------ Records provided

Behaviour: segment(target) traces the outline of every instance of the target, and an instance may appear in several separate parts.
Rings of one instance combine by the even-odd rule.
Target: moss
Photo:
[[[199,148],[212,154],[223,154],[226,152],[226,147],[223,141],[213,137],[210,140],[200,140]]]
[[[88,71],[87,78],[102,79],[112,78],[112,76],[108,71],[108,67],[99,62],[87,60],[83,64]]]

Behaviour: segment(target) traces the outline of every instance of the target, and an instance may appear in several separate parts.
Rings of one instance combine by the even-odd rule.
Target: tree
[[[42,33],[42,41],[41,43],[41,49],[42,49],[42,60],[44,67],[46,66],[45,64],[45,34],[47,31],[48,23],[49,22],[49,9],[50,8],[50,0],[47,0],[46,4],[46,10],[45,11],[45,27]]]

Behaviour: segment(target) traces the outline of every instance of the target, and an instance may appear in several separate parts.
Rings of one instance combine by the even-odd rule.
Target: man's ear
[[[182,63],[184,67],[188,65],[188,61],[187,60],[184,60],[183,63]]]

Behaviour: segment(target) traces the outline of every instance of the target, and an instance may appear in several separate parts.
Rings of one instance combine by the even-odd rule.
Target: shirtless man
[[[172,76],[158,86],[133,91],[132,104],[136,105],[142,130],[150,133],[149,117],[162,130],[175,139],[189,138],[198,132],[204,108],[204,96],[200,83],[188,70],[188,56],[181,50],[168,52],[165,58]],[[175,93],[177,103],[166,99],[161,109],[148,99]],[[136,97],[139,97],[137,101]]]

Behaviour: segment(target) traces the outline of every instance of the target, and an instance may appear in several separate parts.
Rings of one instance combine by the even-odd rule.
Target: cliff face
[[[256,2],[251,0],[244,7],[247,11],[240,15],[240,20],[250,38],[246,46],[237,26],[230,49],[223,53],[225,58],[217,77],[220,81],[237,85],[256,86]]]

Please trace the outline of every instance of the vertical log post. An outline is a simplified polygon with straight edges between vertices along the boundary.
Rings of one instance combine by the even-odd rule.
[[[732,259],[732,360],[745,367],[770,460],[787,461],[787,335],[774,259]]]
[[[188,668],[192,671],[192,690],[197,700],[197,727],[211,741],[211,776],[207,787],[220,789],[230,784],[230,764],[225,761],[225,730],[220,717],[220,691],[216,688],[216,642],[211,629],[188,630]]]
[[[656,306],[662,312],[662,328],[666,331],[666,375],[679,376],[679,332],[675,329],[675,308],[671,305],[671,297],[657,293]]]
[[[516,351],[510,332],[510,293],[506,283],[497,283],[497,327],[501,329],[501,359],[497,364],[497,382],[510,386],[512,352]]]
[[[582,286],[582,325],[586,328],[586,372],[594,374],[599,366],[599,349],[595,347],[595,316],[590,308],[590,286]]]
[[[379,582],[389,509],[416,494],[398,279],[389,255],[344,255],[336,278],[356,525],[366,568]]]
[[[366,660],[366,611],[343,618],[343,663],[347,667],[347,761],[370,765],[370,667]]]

------------

▶ Written instruction:
Copy the listing again from the line containing "Please trace the" through the end, keeping the request lines, and increase every vertex coordinate in the answers by 79.

▶ The reply:
Please trace the outline of every instance of the vertical log post. An outline is a simplified polygon with straight edges between vertices along the boundary.
Rings of one instance combine by the even-odd rule.
[[[811,338],[811,439],[824,446],[849,539],[866,540],[866,414],[853,338]]]
[[[267,747],[271,750],[271,769],[276,779],[276,806],[290,820],[290,855],[286,866],[299,868],[309,863],[309,843],[304,840],[304,809],[299,796],[299,770],[295,767],[295,721],[290,708],[267,709]]]
[[[735,385],[741,391],[741,407],[745,410],[745,454],[758,455],[758,411],[754,408],[754,387],[750,384],[750,376],[736,372]]]
[[[595,430],[589,411],[589,372],[585,362],[576,362],[576,406],[580,408],[580,438],[576,443],[576,461],[589,465],[591,431]]]
[[[661,365],[661,404],[665,407],[665,451],[673,453],[678,445],[678,428],[674,426],[674,395],[669,387],[669,365]]]
[[[458,661],[468,588],[495,573],[477,358],[468,334],[423,334],[415,357],[435,604],[445,647]]]
[[[445,739],[445,690],[422,697],[422,742],[426,746],[426,840],[449,844],[449,746]]]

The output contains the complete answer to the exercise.